Data records ->
_ _ _ _
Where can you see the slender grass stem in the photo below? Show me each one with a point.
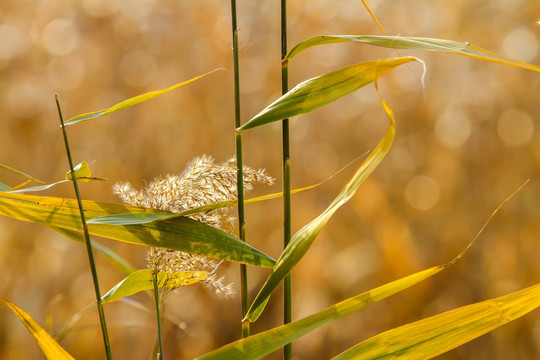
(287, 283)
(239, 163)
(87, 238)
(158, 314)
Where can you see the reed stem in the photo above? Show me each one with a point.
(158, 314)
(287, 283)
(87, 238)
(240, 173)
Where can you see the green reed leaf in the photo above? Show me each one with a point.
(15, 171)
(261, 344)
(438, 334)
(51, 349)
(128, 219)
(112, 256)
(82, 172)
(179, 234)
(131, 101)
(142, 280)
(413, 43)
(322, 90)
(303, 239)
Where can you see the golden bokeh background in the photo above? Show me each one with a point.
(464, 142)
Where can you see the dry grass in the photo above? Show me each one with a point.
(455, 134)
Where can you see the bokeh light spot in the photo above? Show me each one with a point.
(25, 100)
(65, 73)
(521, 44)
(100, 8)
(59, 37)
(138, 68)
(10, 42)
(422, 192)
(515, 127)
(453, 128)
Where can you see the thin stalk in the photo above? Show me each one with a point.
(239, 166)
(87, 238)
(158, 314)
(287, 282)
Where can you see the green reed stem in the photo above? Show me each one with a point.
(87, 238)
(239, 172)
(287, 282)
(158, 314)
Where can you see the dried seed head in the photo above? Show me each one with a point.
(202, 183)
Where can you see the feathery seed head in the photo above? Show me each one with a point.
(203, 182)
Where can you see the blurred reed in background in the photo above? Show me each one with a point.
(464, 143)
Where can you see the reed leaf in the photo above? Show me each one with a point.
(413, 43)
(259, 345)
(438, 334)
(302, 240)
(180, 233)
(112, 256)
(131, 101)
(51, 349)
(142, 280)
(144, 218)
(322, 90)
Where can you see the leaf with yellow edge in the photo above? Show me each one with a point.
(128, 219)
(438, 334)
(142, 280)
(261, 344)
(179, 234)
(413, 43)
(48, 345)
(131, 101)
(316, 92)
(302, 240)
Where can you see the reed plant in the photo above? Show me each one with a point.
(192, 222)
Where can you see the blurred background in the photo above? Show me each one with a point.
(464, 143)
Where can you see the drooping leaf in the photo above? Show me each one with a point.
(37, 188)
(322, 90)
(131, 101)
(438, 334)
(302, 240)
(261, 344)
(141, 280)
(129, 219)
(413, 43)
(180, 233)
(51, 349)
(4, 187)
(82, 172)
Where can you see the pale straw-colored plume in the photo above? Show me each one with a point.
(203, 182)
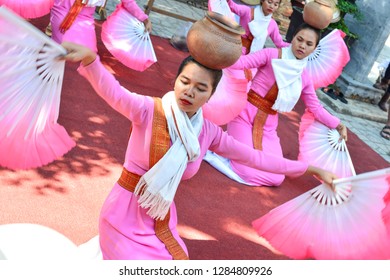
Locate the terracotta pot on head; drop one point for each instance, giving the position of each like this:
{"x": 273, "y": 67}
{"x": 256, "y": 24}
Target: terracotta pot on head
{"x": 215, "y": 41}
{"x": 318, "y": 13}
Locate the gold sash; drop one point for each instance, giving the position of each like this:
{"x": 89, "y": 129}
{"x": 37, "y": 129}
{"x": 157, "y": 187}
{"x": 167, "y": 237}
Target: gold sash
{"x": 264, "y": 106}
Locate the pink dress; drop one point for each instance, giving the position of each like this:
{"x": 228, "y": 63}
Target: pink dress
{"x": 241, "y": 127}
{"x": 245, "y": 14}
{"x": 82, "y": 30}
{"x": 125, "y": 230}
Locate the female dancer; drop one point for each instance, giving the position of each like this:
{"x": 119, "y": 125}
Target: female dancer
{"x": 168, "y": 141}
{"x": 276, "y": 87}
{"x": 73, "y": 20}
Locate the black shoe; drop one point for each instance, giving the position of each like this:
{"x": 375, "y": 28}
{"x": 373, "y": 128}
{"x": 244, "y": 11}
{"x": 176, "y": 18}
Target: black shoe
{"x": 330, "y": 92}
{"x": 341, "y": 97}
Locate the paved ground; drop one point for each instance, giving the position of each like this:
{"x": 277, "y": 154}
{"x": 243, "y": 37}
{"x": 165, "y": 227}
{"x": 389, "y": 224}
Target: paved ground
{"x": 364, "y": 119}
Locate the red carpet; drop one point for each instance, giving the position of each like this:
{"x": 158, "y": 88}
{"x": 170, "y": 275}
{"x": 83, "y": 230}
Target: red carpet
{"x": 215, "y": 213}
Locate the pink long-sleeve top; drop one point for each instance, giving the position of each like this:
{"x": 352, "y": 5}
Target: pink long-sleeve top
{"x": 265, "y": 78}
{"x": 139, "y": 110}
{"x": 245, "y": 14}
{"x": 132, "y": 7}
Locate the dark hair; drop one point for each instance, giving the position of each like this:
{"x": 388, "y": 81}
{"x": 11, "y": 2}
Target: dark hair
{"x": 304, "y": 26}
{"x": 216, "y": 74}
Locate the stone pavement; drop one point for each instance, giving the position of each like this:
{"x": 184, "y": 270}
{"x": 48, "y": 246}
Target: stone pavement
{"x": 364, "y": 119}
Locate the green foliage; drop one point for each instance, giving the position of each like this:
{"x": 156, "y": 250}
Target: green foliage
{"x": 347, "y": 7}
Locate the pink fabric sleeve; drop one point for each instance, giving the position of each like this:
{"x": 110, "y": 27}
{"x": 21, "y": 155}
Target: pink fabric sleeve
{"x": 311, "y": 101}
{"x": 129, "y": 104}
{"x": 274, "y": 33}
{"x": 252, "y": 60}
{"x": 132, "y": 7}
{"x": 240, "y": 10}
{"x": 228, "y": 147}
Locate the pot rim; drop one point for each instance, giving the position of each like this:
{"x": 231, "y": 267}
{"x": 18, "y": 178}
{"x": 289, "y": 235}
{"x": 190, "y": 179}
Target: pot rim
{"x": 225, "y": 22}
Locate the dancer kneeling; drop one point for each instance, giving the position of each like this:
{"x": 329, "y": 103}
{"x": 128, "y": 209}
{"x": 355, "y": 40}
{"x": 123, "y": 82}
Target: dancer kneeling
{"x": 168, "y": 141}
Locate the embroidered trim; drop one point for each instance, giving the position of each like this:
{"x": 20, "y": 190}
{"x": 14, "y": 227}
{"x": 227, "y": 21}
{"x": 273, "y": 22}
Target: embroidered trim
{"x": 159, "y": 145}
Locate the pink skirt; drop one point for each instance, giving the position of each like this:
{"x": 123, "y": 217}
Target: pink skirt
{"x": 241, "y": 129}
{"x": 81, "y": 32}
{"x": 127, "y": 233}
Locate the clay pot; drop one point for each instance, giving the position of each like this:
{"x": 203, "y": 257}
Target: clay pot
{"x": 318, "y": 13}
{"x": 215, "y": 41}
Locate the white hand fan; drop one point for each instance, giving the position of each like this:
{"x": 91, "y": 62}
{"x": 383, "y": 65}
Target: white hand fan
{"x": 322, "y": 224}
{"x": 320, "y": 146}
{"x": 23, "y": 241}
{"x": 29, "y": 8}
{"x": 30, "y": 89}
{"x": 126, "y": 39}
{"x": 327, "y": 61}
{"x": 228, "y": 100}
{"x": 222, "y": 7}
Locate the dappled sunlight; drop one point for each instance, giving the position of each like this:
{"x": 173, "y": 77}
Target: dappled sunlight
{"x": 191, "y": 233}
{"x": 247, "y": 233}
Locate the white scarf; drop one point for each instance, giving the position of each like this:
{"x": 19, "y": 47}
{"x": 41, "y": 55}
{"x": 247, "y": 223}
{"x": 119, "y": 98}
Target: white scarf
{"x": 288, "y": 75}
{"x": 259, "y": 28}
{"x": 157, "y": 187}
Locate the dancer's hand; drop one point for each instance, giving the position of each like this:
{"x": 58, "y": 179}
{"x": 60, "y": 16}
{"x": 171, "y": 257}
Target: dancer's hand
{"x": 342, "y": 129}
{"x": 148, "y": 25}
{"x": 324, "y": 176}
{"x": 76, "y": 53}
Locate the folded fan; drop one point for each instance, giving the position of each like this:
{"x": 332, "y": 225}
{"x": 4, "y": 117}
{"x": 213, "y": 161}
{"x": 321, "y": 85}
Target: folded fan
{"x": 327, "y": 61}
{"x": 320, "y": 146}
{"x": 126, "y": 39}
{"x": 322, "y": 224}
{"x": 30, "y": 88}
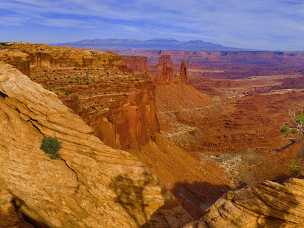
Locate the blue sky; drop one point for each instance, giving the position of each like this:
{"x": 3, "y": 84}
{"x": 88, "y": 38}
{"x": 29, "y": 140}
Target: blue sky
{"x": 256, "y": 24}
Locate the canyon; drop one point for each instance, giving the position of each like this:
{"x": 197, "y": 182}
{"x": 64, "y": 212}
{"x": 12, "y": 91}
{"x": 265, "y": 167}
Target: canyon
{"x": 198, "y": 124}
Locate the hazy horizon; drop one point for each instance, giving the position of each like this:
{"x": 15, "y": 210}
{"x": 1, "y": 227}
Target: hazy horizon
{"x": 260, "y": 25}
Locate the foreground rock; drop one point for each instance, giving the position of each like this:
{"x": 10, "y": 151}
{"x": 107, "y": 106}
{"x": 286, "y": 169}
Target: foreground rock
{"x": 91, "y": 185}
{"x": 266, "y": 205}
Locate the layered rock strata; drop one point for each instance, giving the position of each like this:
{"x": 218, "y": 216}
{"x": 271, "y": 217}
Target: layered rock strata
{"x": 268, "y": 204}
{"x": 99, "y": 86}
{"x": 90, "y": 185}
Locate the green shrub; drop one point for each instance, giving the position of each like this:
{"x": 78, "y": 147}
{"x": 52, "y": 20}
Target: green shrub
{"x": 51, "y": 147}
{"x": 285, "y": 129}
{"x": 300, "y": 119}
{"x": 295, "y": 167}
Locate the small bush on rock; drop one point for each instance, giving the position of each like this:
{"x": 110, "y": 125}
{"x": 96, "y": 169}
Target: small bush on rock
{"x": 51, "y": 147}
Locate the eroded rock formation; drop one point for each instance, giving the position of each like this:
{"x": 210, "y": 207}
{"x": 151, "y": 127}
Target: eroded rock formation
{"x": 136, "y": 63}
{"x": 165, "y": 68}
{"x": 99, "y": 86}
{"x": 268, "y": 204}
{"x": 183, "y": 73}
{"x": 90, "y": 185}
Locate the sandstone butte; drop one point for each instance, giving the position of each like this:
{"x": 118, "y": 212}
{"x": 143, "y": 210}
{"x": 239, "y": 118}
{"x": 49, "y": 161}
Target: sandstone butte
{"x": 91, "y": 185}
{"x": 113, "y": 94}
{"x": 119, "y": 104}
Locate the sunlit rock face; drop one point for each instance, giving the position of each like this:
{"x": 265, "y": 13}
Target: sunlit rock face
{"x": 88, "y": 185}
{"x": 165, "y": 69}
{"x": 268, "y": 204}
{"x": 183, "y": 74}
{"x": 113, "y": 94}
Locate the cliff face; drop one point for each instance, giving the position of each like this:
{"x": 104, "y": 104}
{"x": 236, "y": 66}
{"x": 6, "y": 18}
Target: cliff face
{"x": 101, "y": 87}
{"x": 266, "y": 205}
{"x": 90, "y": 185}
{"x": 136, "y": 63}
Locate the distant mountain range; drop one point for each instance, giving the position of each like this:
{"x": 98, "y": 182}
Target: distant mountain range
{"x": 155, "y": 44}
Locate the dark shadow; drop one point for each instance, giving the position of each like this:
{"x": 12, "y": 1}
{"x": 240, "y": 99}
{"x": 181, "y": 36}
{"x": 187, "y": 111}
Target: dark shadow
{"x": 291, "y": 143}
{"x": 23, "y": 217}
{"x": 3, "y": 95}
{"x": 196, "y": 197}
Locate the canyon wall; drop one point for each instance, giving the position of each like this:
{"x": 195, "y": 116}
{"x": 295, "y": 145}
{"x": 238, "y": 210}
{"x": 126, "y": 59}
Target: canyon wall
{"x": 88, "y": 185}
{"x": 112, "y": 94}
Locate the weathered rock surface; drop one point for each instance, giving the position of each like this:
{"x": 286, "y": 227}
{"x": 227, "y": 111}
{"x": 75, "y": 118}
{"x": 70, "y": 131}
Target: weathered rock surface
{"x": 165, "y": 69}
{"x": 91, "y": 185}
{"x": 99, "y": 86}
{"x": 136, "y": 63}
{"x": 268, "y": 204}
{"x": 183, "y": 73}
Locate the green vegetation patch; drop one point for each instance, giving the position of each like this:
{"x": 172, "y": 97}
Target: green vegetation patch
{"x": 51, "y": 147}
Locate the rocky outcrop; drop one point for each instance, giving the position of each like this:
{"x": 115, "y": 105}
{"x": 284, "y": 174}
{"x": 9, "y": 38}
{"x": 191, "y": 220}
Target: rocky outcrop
_ _ _ _
To do -> Output the lines from the one with "Locate the rocky" to the final line of the entries above, exactly as they stand, please, and nothing else.

Written solution ->
Locate the rocky outcrop; drop one point for each instance, giving the position of each like this:
{"x": 115, "y": 105}
{"x": 284, "y": 174}
{"x": 9, "y": 38}
{"x": 191, "y": 220}
Target: rocky outcrop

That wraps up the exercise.